◆ TO BE DONE ◆
Quote the listing below in its entirety.

(Pointing dataset excerpts)
════
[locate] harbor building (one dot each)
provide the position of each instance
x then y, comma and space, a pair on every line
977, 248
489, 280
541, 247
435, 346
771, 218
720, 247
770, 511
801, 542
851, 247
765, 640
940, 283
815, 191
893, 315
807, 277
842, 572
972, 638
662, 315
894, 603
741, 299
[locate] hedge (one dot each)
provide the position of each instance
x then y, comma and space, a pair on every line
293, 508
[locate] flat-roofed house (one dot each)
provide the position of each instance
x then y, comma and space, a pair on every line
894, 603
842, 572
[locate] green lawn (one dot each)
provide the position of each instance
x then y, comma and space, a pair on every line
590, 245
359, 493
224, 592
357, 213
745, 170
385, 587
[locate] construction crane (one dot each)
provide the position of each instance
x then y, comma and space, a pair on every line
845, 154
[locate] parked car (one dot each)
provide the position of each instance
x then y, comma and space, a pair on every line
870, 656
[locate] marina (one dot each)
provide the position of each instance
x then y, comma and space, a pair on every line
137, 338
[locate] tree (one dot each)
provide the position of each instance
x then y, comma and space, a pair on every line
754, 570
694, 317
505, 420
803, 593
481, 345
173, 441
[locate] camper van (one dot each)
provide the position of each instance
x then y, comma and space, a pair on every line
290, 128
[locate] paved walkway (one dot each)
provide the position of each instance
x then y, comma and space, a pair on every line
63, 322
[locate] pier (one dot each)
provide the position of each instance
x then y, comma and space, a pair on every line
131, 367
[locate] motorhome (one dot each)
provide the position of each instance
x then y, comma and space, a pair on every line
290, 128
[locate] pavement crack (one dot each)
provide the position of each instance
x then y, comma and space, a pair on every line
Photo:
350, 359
════
◆ FULL ANSWER ◆
[locate] harbor building (one dot each)
provide the position of each instance
x then y, comma and space, a pair on every line
977, 248
489, 280
541, 247
435, 346
771, 218
720, 247
770, 511
801, 542
851, 247
765, 640
940, 283
815, 191
893, 315
807, 277
842, 572
972, 638
662, 315
894, 603
741, 299
[locate] hedge (one dot each)
provide the position of each instance
x then y, comma and space, a pair on every line
293, 508
[locate] flat-roofed house (one dot each)
provide the position of each instance
x then y, comma and space, a pair on every line
894, 603
842, 572
[locate] green lawn (one dot each)
provide the position of each instance
x then y, comma and space, a pair on every line
590, 245
359, 493
224, 592
357, 213
745, 170
385, 587
[locate] construction crane (one dot each)
provide the position of each instance
x then y, comma and space, a pair on every line
845, 154
[locate] parked car (one dot each)
provide the position of each instance
x then y, comma and space, a pair on every line
870, 656
[locate] marina (one dot each)
provide the position of each instance
x then y, comma and space, a pair on every line
137, 338
[locate] tree (one dot each)
provide the position of each instance
x then y, comma and space, a pair on every line
754, 570
694, 317
505, 420
803, 593
481, 345
173, 441
[locate] camper van (one dot each)
provide the position of each instance
x then y, comma and space, a pair on every line
290, 128
[locate] paved walkway (one dot each)
provide the position of each instance
x then y, comma and space, a pair on every line
63, 322
[locate] pier (one dot each)
provide the position of each instance
x then y, comma and space, a pair on every line
131, 367
[locate] motorhome (one dot each)
provide the position of each instance
x then y, comma and space, a pair on every line
290, 128
[locate] pavement crack (one dot each)
provide the position of each instance
x then y, comma and space, a pair on every line
Photo:
350, 359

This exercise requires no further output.